## Exercise directions
Continue the text on the coronavirus outbreak, picking up right after its final sentence.

START Page excerpt

The CDC cited the rate of new infections, including in those without symptoms. The travel ban includes 100 Americans who are still on the ship or in hotels in Japan. It commended Japan's actions, but said they might not have been enough to prevent transmission among people on the ship.

Meanwhile, 300 more passengers from the Westerdam cruise ship have been cleared to fly to Dubai from Cambodia, which allowed it to dock after four other countries turned it away, Reuters reported today. So far, 255 guests and 747 crew are still on the boat, and testing is under way in that group.

So far the only passenger identified as having the virus is an American woman who tested positive after she disembarked and traveled to Malaysia.

South Korea probes transmission routes

South Korea's Centers for Disease Control and Prevention (KCDC) today warned that the country is entering a new phase of the outbreak, based on the confirmation of some recent cases that weren't linked to known transmission chains, Yonhap News reported.

At a media briefing, KCDC Director Jung Eun-kyeong, MD, PhD, said South Korea now has 31 cases and that infection routes for the last 3 are uncertain, and she warned that there's a chance that more similar cases will be found.

South Korean Health Minister Park Neung-hoo, PhD, said there seemed to be a lull in new confirmed cases last week, which may mark a transition to a second peak stage, according to the report.

Of the 31 cases in South Korea, 12 involved Wuhan visitors and 5 patients visited Singapore, Thailand, or Japan. The other 14 presumably involve human-to-human transmission, health officials said.

Elsewhere, Singapore—where officials have also reported a few unlinked cases—today reported 4 more cases, 3 linked to a known church cluster and 1 a contact of an earlier case. Singapore has now reported 81 cases, the most of any country outside China, except for the Diamond Princess cluster in Japan.

The World Health Organization (WHO) said today in its latest daily situation report that it received reports of 10 more cases outside of China over the past 24 hours raising the total to 804 in 25 countries. However, 454 of those are related to the Diamond Princess cruise ship.

At a media briefing today, WHO Director-General Tedros Adhanom Ghebreyesus, PhD, said 92 cases in 12 countries outside of China are due to human-to-human transmission, and so far there aren't enough data on illnesses outside of China to make meaningful comparison with cases inside China regarding disease severity or case-fatality rate.

END Page excerpt
START Provided material

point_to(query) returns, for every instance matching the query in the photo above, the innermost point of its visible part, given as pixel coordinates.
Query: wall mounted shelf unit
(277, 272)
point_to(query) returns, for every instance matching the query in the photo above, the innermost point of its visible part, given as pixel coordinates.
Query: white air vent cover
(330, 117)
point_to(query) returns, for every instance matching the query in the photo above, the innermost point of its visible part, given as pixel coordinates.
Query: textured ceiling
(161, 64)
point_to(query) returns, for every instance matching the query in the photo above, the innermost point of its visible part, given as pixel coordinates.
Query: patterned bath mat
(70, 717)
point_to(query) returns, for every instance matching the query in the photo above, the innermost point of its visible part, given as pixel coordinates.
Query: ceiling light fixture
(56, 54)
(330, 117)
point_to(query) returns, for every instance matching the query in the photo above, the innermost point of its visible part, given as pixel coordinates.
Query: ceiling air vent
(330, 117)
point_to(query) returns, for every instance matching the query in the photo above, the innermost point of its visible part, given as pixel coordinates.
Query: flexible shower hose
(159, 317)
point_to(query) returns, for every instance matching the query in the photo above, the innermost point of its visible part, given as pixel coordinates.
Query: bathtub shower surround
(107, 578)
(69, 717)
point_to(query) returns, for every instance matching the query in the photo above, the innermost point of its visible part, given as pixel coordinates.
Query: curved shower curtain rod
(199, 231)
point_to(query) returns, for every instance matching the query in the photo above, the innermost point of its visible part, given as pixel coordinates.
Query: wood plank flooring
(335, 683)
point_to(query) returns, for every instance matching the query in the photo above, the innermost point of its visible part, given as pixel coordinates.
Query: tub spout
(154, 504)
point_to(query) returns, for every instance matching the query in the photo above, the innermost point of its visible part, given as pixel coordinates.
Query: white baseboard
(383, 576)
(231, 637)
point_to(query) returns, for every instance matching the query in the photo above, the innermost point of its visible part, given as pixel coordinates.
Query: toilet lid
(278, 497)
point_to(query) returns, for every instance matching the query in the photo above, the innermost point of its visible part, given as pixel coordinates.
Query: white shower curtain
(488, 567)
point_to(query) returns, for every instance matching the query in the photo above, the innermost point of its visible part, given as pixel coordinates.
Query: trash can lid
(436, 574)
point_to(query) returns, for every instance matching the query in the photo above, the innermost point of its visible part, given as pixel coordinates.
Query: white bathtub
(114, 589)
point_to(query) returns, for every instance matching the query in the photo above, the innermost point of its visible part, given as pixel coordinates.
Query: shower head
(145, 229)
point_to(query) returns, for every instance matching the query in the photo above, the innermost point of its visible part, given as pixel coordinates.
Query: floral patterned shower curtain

END Provided material

## Written response
He said the WHO is following up with countries to get more information. "However, we have not yet seen the sustained local transmission, except in specific circumstances like the Diamond Princess cruise ship."

Autopsy results, spread during incubation, screening failure

In the latest medical literature developments:

  • Person-to-person transmission during the incubation period likely occurred in a four-person family cluster, a team reported today in the Journal of Infectious Diseases. The investigators describe an illness in an 88-year-old man from Shanghai with mobility issues who had been exposed only to asymptomatic family members whose symptoms began later.

  • Symptom-based screening was ineffective for detecting COVID-19 in a group of 126 Germans evacuated from Hubei province earlier this month, researchers reported today in the New England Journal of Medicine. The researchers described their screening and testing process and noted that two people were later found to have the virus on throat swab and that shedding of potentially infectious virus may occur in people who no symptoms or minor symptoms.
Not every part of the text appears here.